▶ _SUPPLIED RECORDS_:
##########
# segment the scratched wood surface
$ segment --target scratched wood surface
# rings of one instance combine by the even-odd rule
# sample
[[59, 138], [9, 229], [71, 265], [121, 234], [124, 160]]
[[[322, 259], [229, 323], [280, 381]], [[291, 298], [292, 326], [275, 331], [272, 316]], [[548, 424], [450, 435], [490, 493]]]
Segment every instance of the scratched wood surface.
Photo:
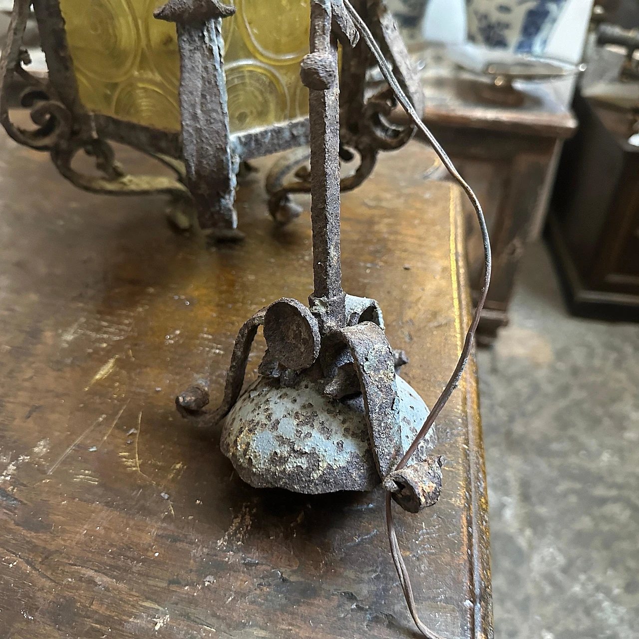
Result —
[[[431, 405], [470, 310], [461, 196], [424, 180], [432, 161], [384, 154], [343, 206], [344, 288], [380, 301]], [[246, 241], [211, 249], [160, 197], [81, 192], [4, 136], [0, 163], [0, 636], [416, 637], [381, 490], [252, 489], [174, 411], [194, 378], [221, 397], [256, 309], [311, 291], [308, 214], [273, 227], [268, 164], [239, 191]], [[442, 498], [397, 514], [419, 610], [449, 639], [492, 636], [477, 402], [472, 362], [436, 426]]]

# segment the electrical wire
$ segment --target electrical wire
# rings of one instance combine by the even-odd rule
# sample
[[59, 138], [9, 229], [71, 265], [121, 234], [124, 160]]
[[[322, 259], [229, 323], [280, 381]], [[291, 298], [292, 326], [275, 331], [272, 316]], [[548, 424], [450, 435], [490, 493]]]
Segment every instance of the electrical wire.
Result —
[[[449, 158], [448, 155], [446, 154], [446, 152], [440, 145], [439, 142], [435, 139], [435, 136], [432, 133], [431, 133], [428, 128], [422, 121], [421, 118], [417, 114], [410, 100], [406, 96], [406, 94], [402, 89], [401, 86], [399, 85], [399, 83], [397, 82], [397, 79], [395, 77], [392, 69], [382, 54], [381, 50], [380, 49], [379, 45], [378, 45], [375, 38], [373, 37], [373, 34], [371, 33], [366, 22], [364, 22], [364, 21], [362, 19], [361, 17], [357, 12], [355, 11], [348, 0], [343, 0], [343, 1], [344, 3], [344, 6], [346, 7], [347, 12], [350, 15], [351, 19], [355, 26], [355, 27], [364, 38], [367, 45], [377, 61], [377, 63], [380, 67], [380, 70], [381, 72], [381, 74], [383, 75], [384, 79], [389, 83], [389, 86], [392, 89], [397, 102], [399, 102], [402, 107], [403, 107], [404, 111], [406, 113], [408, 113], [408, 116], [414, 122], [417, 128], [419, 128], [419, 130], [426, 136], [426, 139], [430, 143], [431, 146], [433, 148], [433, 150], [441, 160], [442, 164], [443, 164], [450, 175], [465, 191], [466, 194], [470, 200], [471, 204], [473, 205], [473, 208], [475, 209], [477, 221], [479, 224], [479, 227], [481, 230], [482, 241], [484, 245], [484, 277], [482, 281], [481, 291], [479, 295], [479, 299], [475, 309], [475, 314], [473, 316], [472, 322], [471, 323], [468, 332], [466, 334], [466, 339], [464, 341], [464, 345], [461, 349], [459, 358], [458, 360], [457, 365], [455, 366], [455, 369], [452, 372], [452, 374], [450, 376], [450, 378], [449, 380], [445, 387], [442, 392], [442, 394], [440, 395], [439, 398], [435, 402], [432, 410], [428, 414], [428, 417], [426, 418], [426, 421], [424, 422], [424, 424], [420, 429], [419, 432], [413, 440], [413, 443], [408, 447], [399, 464], [397, 464], [396, 470], [399, 470], [406, 466], [406, 464], [408, 463], [408, 460], [411, 458], [411, 456], [415, 452], [417, 446], [419, 445], [419, 443], [430, 430], [433, 423], [435, 422], [435, 420], [437, 419], [440, 413], [442, 412], [442, 409], [448, 401], [449, 398], [452, 394], [452, 392], [457, 388], [458, 385], [459, 383], [459, 380], [461, 378], [462, 373], [464, 371], [464, 369], [466, 367], [466, 362], [468, 362], [468, 357], [470, 355], [473, 344], [473, 338], [475, 336], [475, 332], [477, 330], [477, 325], [479, 323], [479, 318], [481, 314], [481, 311], [484, 307], [484, 304], [486, 302], [486, 295], [488, 292], [488, 285], [490, 283], [490, 274], [492, 265], [490, 251], [490, 239], [488, 236], [488, 229], [486, 227], [486, 220], [484, 219], [484, 213], [482, 212], [481, 205], [479, 204], [479, 201], [477, 199], [477, 196], [473, 192], [472, 189], [470, 186], [468, 186], [464, 178], [459, 174], [459, 172], [450, 161], [450, 158]], [[386, 525], [389, 533], [389, 541], [390, 544], [390, 554], [392, 556], [393, 562], [395, 564], [395, 569], [397, 571], [397, 576], [399, 578], [399, 583], [401, 585], [402, 590], [404, 592], [404, 596], [406, 599], [406, 604], [408, 606], [408, 610], [410, 612], [410, 615], [413, 617], [413, 620], [415, 622], [415, 624], [417, 626], [419, 631], [424, 636], [427, 637], [427, 639], [442, 639], [439, 635], [425, 626], [422, 622], [421, 620], [419, 619], [419, 615], [417, 614], [415, 597], [413, 595], [413, 589], [411, 587], [410, 584], [410, 578], [408, 576], [408, 572], [406, 569], [406, 564], [404, 562], [404, 559], [401, 555], [401, 551], [399, 548], [399, 543], [397, 541], [395, 522], [393, 520], [391, 494], [390, 492], [387, 492], [386, 493]]]

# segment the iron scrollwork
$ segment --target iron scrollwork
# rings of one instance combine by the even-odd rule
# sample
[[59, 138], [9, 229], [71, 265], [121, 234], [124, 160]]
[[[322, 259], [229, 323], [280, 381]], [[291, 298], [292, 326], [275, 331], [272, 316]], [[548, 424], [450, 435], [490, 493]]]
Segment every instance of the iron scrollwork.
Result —
[[[423, 99], [419, 82], [383, 0], [355, 4], [419, 111]], [[22, 42], [32, 5], [47, 59], [46, 79], [25, 68], [30, 61]], [[212, 231], [217, 239], [242, 237], [233, 203], [242, 162], [293, 149], [273, 167], [266, 181], [272, 215], [280, 222], [289, 221], [302, 211], [290, 194], [311, 189], [306, 166], [309, 153], [303, 148], [309, 142], [309, 119], [302, 115], [258, 128], [229, 131], [222, 21], [234, 11], [219, 0], [169, 0], [156, 12], [157, 17], [177, 26], [180, 134], [88, 110], [80, 98], [59, 0], [15, 0], [0, 60], [0, 123], [19, 144], [49, 152], [60, 173], [76, 187], [114, 195], [166, 194], [174, 220], [180, 219], [186, 227], [191, 216], [184, 212], [197, 211], [201, 227]], [[367, 73], [374, 63], [362, 43], [344, 47], [341, 64], [339, 157], [343, 162], [357, 162], [341, 181], [341, 189], [350, 190], [371, 174], [380, 150], [405, 144], [414, 127], [390, 122], [395, 98], [385, 86], [371, 90]], [[34, 129], [21, 128], [10, 117], [17, 79], [23, 86], [20, 105], [31, 110]], [[170, 167], [175, 177], [127, 173], [116, 162], [110, 141], [155, 157]], [[81, 151], [95, 158], [99, 176], [77, 170], [73, 160]]]
[[[34, 3], [36, 17], [50, 19], [52, 4], [46, 0]], [[59, 77], [62, 70], [59, 61], [56, 68], [56, 63], [52, 56], [47, 56], [49, 66], [49, 77], [47, 80], [41, 79], [24, 68], [31, 62], [28, 52], [22, 47], [31, 6], [31, 0], [15, 0], [7, 39], [0, 58], [0, 123], [8, 135], [19, 144], [38, 151], [48, 151], [60, 173], [80, 189], [112, 195], [165, 193], [174, 201], [188, 203], [191, 196], [185, 184], [183, 166], [179, 160], [166, 154], [154, 153], [144, 143], [133, 144], [131, 146], [137, 146], [140, 150], [145, 151], [169, 166], [175, 173], [176, 178], [131, 175], [123, 170], [115, 159], [111, 145], [105, 137], [100, 135], [95, 118], [82, 109], [72, 73], [65, 74], [61, 85], [59, 82], [54, 84], [52, 75], [55, 77], [57, 71]], [[63, 31], [59, 10], [58, 15], [60, 21], [58, 29]], [[54, 28], [52, 31], [54, 31]], [[43, 37], [42, 28], [40, 33], [44, 47], [47, 38], [46, 36]], [[47, 49], [45, 50], [46, 54]], [[58, 51], [56, 54], [59, 56], [60, 60], [68, 58], [64, 50]], [[70, 61], [67, 59], [67, 61]], [[31, 119], [36, 125], [35, 128], [22, 128], [11, 119], [10, 105], [16, 79], [23, 86], [19, 96], [19, 104], [30, 109]], [[101, 174], [80, 173], [72, 166], [74, 157], [81, 151], [95, 158], [95, 167]]]
[[[420, 112], [424, 96], [419, 81], [383, 0], [358, 0], [352, 4], [382, 45], [402, 88]], [[344, 162], [358, 162], [354, 171], [341, 178], [342, 191], [351, 190], [362, 184], [374, 168], [380, 151], [399, 148], [415, 131], [412, 125], [397, 125], [390, 121], [389, 116], [397, 107], [390, 88], [382, 86], [374, 92], [368, 89], [367, 73], [374, 65], [373, 56], [363, 42], [342, 50], [339, 157]], [[302, 207], [291, 195], [311, 191], [307, 166], [309, 157], [307, 148], [295, 150], [278, 160], [269, 172], [266, 178], [269, 210], [281, 224], [291, 221], [302, 212]]]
##########
▶ _REQUEST_:
Rewrite every line of the records from the line containing "# segment the iron scrollwork" through the line containing "170], [73, 160]]]", both included and requests kept, moving each coordinate in the answers by adding 121 to it.

▶ _THE RESULT_:
# segment the iron scrollwork
$ segment --target iron scrollwork
# rings of one instance combine by the even-odd rule
# sample
[[59, 138], [9, 229], [71, 265], [121, 234], [124, 160]]
[[[322, 259], [229, 323], [280, 381]], [[291, 298], [292, 326], [275, 331], [272, 316]], [[548, 424], [450, 435], [490, 493]]]
Segment every instance of the iron scrollwork.
Result —
[[[544, 220], [540, 203], [504, 121], [476, 125], [540, 232]], [[143, 163], [153, 126], [168, 180], [167, 200], [146, 189], [151, 182]], [[333, 352], [338, 360], [363, 358], [354, 324], [363, 283], [414, 270], [394, 288], [387, 302], [393, 336], [401, 343], [410, 342], [423, 332], [411, 315], [432, 310], [427, 287], [430, 274], [424, 269], [430, 263], [430, 240], [423, 236], [379, 249], [350, 252], [343, 142], [355, 132], [340, 121], [290, 121], [277, 133], [278, 138], [298, 147], [301, 255], [209, 231], [201, 219], [180, 121], [136, 121], [121, 181], [121, 244], [140, 265], [170, 273], [181, 294], [197, 308], [235, 316], [287, 315], [295, 341], [301, 340], [307, 348], [312, 337], [305, 333], [318, 332], [322, 348]], [[488, 194], [495, 184], [483, 164], [465, 168], [462, 185], [460, 278], [464, 283], [478, 283], [462, 302], [462, 310], [471, 311], [492, 295], [501, 271], [526, 265], [535, 248], [511, 243], [516, 219], [506, 207], [492, 211]], [[155, 250], [142, 249], [131, 238], [138, 200], [144, 207], [141, 226], [152, 231]], [[291, 288], [296, 298], [248, 294], [237, 283], [231, 262], [276, 278]], [[202, 272], [216, 279], [220, 297], [198, 291], [194, 281]]]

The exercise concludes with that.